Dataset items
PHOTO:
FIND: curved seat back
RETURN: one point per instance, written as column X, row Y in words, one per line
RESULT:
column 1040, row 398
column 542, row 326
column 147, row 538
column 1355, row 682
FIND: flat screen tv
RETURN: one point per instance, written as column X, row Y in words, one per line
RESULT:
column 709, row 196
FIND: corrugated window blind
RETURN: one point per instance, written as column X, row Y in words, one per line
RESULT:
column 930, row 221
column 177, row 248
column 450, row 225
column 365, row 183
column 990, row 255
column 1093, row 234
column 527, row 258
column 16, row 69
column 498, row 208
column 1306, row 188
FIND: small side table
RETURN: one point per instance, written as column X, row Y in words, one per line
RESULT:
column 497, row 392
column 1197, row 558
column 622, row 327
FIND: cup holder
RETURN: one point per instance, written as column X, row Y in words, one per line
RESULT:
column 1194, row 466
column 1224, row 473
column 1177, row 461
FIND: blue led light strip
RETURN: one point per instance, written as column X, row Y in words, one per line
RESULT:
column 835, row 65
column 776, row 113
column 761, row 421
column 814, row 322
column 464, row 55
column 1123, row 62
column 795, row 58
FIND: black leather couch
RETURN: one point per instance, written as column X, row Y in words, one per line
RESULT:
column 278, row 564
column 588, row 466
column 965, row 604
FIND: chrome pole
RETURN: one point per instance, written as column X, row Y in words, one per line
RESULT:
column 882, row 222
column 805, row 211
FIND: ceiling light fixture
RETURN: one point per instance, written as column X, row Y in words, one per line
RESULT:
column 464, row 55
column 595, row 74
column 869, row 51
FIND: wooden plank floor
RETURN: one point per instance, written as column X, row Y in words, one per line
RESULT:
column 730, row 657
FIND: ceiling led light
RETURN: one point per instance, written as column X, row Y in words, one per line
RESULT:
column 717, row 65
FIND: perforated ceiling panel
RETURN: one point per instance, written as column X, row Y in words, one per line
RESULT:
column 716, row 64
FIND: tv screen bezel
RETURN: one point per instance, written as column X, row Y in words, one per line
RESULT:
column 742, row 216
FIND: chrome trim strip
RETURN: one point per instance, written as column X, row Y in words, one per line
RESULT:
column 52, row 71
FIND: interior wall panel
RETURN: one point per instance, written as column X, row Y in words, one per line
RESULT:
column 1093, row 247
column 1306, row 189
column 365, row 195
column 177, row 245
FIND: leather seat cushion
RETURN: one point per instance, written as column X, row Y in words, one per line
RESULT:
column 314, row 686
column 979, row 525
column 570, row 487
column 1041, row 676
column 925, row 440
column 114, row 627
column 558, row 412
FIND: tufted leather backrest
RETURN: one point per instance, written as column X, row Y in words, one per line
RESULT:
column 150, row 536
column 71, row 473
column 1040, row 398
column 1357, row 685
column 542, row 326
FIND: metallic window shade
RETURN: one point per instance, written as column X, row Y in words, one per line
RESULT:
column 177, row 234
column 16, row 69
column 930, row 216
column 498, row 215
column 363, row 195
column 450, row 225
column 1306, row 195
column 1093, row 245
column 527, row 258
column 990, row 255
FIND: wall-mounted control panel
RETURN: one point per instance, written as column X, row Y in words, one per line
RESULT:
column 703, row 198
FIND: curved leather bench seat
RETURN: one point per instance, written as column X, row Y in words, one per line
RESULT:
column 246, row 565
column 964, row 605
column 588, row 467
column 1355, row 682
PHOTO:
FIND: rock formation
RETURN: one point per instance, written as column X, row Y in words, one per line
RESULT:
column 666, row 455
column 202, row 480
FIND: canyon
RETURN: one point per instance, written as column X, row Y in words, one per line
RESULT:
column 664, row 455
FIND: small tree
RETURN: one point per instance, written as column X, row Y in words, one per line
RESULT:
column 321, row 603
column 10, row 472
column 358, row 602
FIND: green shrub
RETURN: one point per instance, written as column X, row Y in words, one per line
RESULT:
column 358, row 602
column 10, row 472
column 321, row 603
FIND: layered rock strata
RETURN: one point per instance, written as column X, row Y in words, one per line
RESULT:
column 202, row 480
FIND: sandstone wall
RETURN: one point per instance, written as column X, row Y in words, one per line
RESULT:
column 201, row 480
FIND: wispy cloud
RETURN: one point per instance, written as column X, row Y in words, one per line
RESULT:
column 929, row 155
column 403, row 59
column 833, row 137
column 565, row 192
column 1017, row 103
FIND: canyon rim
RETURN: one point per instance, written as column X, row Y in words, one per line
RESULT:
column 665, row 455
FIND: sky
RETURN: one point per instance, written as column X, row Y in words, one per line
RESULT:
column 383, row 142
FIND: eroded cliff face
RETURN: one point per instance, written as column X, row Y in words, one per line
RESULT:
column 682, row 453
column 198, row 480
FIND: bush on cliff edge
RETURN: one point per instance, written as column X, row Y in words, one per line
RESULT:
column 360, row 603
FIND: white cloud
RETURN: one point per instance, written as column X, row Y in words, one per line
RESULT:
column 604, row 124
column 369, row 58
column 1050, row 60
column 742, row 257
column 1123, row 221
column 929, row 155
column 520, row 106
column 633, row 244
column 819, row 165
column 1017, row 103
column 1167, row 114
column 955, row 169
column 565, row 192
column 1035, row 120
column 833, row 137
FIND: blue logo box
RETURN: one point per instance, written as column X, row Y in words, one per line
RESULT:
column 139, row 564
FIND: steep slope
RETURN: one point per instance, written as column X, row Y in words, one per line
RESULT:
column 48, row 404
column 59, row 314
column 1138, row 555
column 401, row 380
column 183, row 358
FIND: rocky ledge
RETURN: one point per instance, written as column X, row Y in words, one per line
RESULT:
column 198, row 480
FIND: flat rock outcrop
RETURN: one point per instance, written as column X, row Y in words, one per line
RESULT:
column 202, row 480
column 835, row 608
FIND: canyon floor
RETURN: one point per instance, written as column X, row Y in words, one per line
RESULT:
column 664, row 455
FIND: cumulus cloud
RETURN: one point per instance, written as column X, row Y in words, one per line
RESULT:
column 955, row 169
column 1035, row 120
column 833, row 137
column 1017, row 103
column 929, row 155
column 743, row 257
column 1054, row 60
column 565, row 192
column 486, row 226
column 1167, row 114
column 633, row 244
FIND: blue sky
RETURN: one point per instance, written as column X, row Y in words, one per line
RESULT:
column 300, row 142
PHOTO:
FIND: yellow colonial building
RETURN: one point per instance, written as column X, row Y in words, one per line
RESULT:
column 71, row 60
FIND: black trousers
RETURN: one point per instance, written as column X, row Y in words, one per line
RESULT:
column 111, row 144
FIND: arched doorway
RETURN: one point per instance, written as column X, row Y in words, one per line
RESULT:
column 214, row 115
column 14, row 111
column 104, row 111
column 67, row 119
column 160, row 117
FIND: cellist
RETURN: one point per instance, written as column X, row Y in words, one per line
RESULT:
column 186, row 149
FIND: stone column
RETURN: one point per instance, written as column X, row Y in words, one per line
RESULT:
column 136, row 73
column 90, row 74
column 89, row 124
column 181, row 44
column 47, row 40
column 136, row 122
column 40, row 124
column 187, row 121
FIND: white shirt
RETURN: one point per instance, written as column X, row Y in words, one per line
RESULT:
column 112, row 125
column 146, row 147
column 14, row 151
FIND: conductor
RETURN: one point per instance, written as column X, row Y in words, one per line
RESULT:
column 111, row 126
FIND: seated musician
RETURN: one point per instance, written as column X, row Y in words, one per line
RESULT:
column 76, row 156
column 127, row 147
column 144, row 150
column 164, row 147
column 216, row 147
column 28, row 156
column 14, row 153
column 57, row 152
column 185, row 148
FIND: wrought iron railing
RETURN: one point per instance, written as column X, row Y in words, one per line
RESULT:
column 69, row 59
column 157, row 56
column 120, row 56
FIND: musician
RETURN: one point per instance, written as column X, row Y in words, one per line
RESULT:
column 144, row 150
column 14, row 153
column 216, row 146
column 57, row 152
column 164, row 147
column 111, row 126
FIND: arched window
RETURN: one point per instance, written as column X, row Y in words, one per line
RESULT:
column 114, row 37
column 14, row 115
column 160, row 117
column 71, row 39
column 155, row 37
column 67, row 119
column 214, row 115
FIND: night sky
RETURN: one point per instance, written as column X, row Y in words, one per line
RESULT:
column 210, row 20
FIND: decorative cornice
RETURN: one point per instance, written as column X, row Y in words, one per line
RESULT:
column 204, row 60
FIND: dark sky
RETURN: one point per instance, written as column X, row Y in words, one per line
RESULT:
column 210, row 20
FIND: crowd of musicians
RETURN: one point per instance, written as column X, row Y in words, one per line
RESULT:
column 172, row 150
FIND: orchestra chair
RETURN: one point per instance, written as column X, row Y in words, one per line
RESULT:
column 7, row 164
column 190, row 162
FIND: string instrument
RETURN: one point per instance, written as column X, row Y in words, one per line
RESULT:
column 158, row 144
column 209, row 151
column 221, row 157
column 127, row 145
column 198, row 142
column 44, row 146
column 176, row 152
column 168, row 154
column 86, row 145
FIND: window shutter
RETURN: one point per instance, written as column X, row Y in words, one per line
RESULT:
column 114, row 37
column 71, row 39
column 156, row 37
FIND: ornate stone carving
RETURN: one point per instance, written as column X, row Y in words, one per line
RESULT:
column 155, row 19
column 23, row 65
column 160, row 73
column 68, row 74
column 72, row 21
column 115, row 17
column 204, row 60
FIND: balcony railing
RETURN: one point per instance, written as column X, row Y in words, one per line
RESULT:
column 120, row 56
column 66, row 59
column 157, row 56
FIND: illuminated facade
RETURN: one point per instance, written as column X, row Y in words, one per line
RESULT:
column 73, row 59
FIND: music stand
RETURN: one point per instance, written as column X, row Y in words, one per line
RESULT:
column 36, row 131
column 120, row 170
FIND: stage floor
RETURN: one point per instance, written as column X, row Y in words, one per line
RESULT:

WHAT YOU ARE ASKED TO DO
Reproduce the lines above, beginning at the line with "FIND: layered rock strata" and stopping after the line with "FIND: blue logo box", exactly as they are.

SOLVED PROBLEM
FIND: layered rock strata
RETURN: one point per instance, written as column X, row Y in words, one per line
RESULT:
column 202, row 480
FIND: sandstone wall
RETURN: one point per instance, written as column X, row Y in words, one per line
RESULT:
column 201, row 480
FIND: wispy cloud
RETURN: one point per instance, written as column X, row Y in words, one per line
RESULT:
column 929, row 155
column 403, row 59
column 833, row 137
column 565, row 192
column 1017, row 103
FIND: canyon rim
RETURN: one point per instance, written as column X, row Y in words, one per line
RESULT:
column 665, row 455
FIND: sky
RETURN: one point per instance, written as column X, row Y in words, one per line
RESULT:
column 383, row 142
FIND: eroded cliff face
RETURN: one point per instance, written as column X, row Y in words, one per line
RESULT:
column 682, row 453
column 198, row 480
FIND: bush on cliff edge
RETURN: one point per instance, written as column X, row Y in words, one per line
RESULT:
column 360, row 603
FIND: white cloud
RETURN: one point per instance, written as column X, row Y in words, one per line
RESULT:
column 604, row 124
column 369, row 58
column 1050, row 60
column 742, row 257
column 1123, row 221
column 929, row 155
column 520, row 106
column 633, row 244
column 819, row 165
column 1017, row 103
column 1167, row 114
column 955, row 169
column 565, row 192
column 1035, row 120
column 833, row 137
FIND: blue logo box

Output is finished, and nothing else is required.